== Document ==
24
\$\begingroup\$

Write a program that takes in two non-negative integers S and N in that order. S represents the side length of a square grid of . characters. N represents the number of those .'s that need to be changed to x's. You may assume N is no greater than S squared.

Your program needs to output this S×S square of .'s and N x's but the requirement is that the square must always have a diagonal line of symmetry from its top left to its bottom right. Any grid arrangement is valid output as long as it has this symmetry.

For example, if S is 3 and N is 4 here are several grids that have this diagonal symmetry and would be valid output:

x.x
...
x.x

x..
.xx
.x.

...
.xx
.xx

The following grids however would not be valid:

.x.
xxx
...
(lacks diagonal symmetry)

..x
xx.
.x.
(has diagonal symmetry but not from the top left to the bottom right)

x.x
.x.
x.x
(incorrect number of x's)

This is code golf so the shortest program in bytes wins!

Details:

  • A trailing newline after the grid is fine.

  • You may use any two distinct printable-ASCII characters in place of . and x if you prefer.

== Source material ==
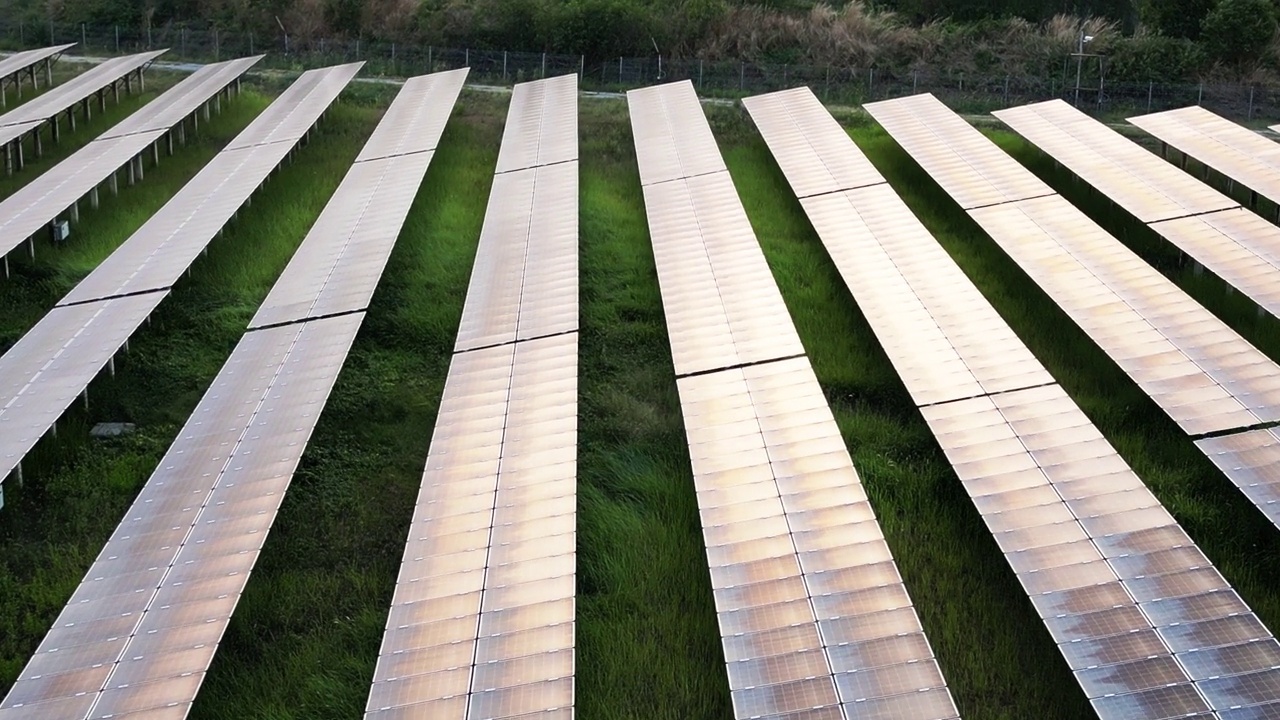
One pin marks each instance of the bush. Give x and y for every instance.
(1155, 58)
(1238, 31)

== Set tasks ==
**A.** Please restate the stretch of the code golf challenge from "(has diagonal symmetry" through "if you prefer.", swapping "trailing" for "final".
**B.** Answer these questions about the code golf challenge:
(i) In what order does the program take in S and N?
(ii) By what measure is the winning program decided?
(iii) What may be used instead of . and x?

== Worked answers ==
**A.**
(has diagonal symmetry but not from the top left to the bottom right)

x.x
.x.
x.x
(incorrect number of x's)

This is code golf so the shortest program in bytes wins!

Details:

  • A final newline after the grid is fine.

  • You may use any two distinct printable-ASCII characters in place of . and x if you prefer.

**B.**
(i) S first, then N.
(ii) The shortest program in bytes wins.
(iii) Any two distinct printable-ASCII characters.